Please render the listing below as a two-column CSV with columns named "instruction" and "response", giving one row per request with its full text in the first column and its answer in the second. Put each field in double quotes, turn line breaks into spaces, and leave out the pictures.

## EXTRACTED DATA
>>>>>
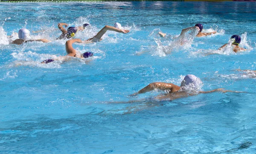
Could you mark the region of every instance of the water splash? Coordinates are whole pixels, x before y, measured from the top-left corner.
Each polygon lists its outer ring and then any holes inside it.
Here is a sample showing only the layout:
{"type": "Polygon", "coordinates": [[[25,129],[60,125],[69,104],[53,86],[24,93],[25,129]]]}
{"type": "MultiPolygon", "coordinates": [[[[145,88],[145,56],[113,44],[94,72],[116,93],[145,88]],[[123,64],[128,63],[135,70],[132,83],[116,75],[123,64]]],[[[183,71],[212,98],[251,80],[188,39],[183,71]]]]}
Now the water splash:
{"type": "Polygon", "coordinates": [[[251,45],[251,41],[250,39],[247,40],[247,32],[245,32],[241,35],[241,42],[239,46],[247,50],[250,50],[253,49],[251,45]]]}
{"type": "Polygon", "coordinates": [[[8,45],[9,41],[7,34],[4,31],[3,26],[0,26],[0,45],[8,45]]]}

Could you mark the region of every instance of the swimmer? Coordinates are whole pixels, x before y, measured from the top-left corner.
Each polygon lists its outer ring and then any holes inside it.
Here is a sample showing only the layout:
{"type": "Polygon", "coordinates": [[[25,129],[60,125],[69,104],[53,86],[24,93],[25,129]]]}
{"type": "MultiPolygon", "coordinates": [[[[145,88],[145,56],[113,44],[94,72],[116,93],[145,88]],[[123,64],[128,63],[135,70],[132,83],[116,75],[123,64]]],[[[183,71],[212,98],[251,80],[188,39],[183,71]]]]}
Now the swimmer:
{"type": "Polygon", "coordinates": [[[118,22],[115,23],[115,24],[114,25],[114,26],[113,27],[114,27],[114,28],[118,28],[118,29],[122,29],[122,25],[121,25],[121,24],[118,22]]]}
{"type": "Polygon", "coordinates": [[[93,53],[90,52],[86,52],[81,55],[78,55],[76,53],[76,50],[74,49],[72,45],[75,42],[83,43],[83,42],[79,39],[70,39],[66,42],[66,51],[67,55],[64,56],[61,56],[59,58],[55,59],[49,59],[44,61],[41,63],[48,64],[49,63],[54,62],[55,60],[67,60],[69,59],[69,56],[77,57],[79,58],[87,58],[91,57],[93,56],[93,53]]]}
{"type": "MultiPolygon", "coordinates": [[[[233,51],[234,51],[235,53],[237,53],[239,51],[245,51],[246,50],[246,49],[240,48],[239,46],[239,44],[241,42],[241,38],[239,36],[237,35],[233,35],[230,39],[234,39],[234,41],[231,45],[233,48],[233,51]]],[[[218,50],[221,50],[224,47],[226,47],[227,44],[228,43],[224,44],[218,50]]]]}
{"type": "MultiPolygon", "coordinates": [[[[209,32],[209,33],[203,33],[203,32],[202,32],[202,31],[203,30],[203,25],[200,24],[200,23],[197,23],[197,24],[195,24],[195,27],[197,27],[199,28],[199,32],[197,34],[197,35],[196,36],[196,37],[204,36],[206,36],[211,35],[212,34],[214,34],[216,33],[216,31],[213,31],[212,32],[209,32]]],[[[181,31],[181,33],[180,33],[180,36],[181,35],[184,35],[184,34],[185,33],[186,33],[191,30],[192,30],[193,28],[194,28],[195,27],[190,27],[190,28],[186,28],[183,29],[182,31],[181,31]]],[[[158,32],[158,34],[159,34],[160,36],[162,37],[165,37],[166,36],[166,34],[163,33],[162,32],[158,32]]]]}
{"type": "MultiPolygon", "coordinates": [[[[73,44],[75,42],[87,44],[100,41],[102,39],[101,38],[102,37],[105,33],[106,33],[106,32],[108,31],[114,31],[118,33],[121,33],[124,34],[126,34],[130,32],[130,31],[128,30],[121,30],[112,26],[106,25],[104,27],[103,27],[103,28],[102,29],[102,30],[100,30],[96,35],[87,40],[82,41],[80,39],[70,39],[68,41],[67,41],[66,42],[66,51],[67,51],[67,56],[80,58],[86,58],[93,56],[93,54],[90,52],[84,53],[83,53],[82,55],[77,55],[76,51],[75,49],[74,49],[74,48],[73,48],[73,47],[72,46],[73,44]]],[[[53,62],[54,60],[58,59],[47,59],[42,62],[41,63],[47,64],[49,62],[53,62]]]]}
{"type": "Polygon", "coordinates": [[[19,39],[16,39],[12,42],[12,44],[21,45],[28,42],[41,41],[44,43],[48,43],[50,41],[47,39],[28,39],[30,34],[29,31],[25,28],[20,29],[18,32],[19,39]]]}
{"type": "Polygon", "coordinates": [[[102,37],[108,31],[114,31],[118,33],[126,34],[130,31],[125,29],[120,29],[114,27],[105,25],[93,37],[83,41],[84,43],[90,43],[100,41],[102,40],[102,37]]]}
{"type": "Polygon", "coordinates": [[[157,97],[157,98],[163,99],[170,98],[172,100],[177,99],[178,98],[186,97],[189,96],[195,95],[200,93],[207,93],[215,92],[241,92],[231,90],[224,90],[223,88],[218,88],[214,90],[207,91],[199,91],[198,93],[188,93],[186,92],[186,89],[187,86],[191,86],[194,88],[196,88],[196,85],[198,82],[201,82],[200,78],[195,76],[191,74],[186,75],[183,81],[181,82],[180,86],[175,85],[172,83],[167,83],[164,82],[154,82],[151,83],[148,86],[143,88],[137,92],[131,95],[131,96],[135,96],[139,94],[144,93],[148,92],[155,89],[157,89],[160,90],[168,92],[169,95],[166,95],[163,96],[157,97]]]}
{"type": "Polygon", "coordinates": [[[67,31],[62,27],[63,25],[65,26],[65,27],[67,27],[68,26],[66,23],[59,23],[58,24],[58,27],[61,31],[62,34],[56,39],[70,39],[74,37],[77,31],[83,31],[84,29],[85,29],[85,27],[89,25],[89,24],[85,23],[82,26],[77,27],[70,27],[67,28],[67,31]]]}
<<<<<
## COMPLETE RESPONSE
instruction,response
"Could you mark the region of every instance of the water splash? Coordinates are whole pixels, x before y, measured from the top-left corner. Each polygon lists its outer ring and then any holes inside it. Here is a sample showing only the layout: {""type"": ""Polygon"", ""coordinates"": [[[25,129],[60,125],[69,104],[53,86],[24,93],[25,129]]]} {""type"": ""MultiPolygon"", ""coordinates"": [[[[145,88],[145,56],[113,44],[94,72],[116,93],[145,88]],[[123,64],[128,63],[135,70],[132,83],[116,75],[123,64]]],[[[183,71],[212,98],[251,80],[188,39],[183,71]]]]} Now the water splash:","{""type"": ""Polygon"", ""coordinates"": [[[251,45],[251,41],[250,39],[247,40],[247,32],[245,32],[241,35],[241,42],[239,46],[247,50],[250,50],[253,49],[251,45]]]} {""type"": ""Polygon"", ""coordinates"": [[[8,45],[9,41],[7,34],[4,31],[3,26],[0,26],[0,45],[8,45]]]}"
"Could you mark the region of every instance of the swimmer? Coordinates are whole pixels, x before y, measured from the top-left corner. Each polygon lists its outer ring and then any holes inside it. Here is a sample showing only the layout: {""type"": ""Polygon"", ""coordinates"": [[[25,129],[60,125],[69,104],[53,86],[24,93],[25,129]]]} {""type"": ""MultiPolygon"", ""coordinates"": [[[[145,88],[145,56],[113,44],[94,72],[116,93],[145,88]],[[123,64],[128,63],[135,70],[132,83],[116,75],[123,64]]],[[[183,71],[212,98],[251,80],[188,39],[183,71]]]]} Now the swimmer:","{""type"": ""Polygon"", ""coordinates"": [[[118,22],[115,23],[115,24],[114,25],[114,26],[113,27],[114,27],[114,28],[118,28],[118,29],[122,29],[122,25],[121,25],[121,24],[118,22]]]} {""type"": ""Polygon"", ""coordinates"": [[[93,53],[90,52],[86,52],[81,55],[78,55],[76,53],[76,50],[74,49],[72,45],[75,42],[83,43],[83,42],[79,39],[70,39],[66,42],[66,51],[67,55],[64,56],[61,56],[59,58],[55,59],[49,59],[44,61],[41,63],[48,64],[49,63],[54,62],[55,60],[67,60],[69,59],[69,56],[77,57],[79,58],[87,58],[91,57],[93,56],[93,53]]]} {""type"": ""MultiPolygon"", ""coordinates"": [[[[233,51],[234,51],[235,53],[237,53],[239,51],[245,51],[246,50],[246,49],[240,48],[239,46],[239,44],[241,42],[241,38],[239,36],[237,35],[233,35],[230,39],[234,39],[234,41],[231,45],[233,48],[233,51]]],[[[218,50],[221,50],[224,47],[226,47],[227,44],[228,43],[224,44],[218,50]]]]} {""type"": ""MultiPolygon"", ""coordinates"": [[[[209,32],[209,33],[203,33],[203,32],[202,32],[202,31],[203,30],[203,25],[200,24],[200,23],[197,23],[197,24],[195,24],[195,27],[197,27],[199,28],[199,32],[197,34],[197,35],[196,36],[196,37],[204,36],[206,36],[211,35],[212,34],[214,34],[216,33],[216,31],[213,31],[212,32],[209,32]]],[[[181,31],[181,33],[180,33],[180,36],[181,35],[184,35],[184,34],[185,33],[186,33],[191,30],[192,30],[193,28],[194,28],[195,27],[190,27],[190,28],[186,28],[183,29],[182,31],[181,31]]],[[[158,32],[158,34],[159,34],[160,36],[162,37],[165,37],[166,36],[166,34],[163,33],[162,32],[158,32]]]]} {""type"": ""MultiPolygon"", ""coordinates"": [[[[73,44],[75,42],[87,44],[100,41],[102,39],[101,38],[102,37],[105,33],[106,33],[106,32],[108,31],[114,31],[118,33],[121,33],[124,34],[126,34],[130,32],[130,31],[128,30],[121,30],[112,26],[106,25],[104,27],[103,27],[103,28],[102,29],[102,30],[100,30],[96,35],[87,40],[82,41],[80,39],[70,39],[68,41],[67,41],[66,42],[66,51],[67,51],[67,56],[80,58],[86,58],[93,56],[93,54],[90,52],[84,53],[83,53],[82,55],[77,55],[76,51],[75,49],[74,49],[74,48],[73,48],[73,47],[72,46],[73,44]]],[[[53,62],[54,60],[58,59],[47,59],[42,62],[41,63],[47,64],[49,62],[53,62]]]]} {""type"": ""Polygon"", ""coordinates"": [[[19,39],[16,39],[12,42],[12,44],[21,45],[28,42],[41,41],[44,43],[48,43],[50,41],[47,39],[28,39],[30,34],[29,31],[25,28],[20,29],[18,32],[19,39]]]} {""type"": ""Polygon"", ""coordinates"": [[[102,37],[108,31],[114,31],[118,33],[126,34],[130,31],[125,29],[120,29],[114,27],[105,25],[93,37],[83,41],[84,43],[90,43],[100,41],[102,40],[102,37]]]} {""type"": ""Polygon"", ""coordinates"": [[[157,97],[157,98],[163,99],[170,98],[172,100],[177,99],[178,98],[186,97],[189,96],[195,95],[200,93],[207,93],[215,92],[241,92],[231,90],[224,90],[223,88],[218,88],[214,90],[207,91],[199,91],[198,93],[188,93],[186,92],[186,89],[187,86],[191,86],[194,88],[196,88],[196,85],[198,82],[201,82],[200,78],[195,76],[191,74],[186,75],[183,81],[181,82],[180,86],[175,85],[172,83],[167,83],[164,82],[154,82],[151,83],[148,86],[143,88],[137,92],[131,95],[131,96],[135,96],[139,94],[144,93],[148,92],[155,89],[157,89],[160,90],[168,92],[169,95],[166,95],[163,96],[157,97]]]} {""type"": ""Polygon"", ""coordinates"": [[[67,31],[62,27],[63,25],[65,26],[65,27],[67,27],[68,26],[66,23],[59,23],[58,24],[58,27],[61,31],[62,34],[56,39],[70,39],[74,37],[77,31],[83,31],[84,29],[85,29],[85,27],[89,25],[89,24],[85,23],[82,26],[77,27],[70,27],[67,28],[67,31]]]}"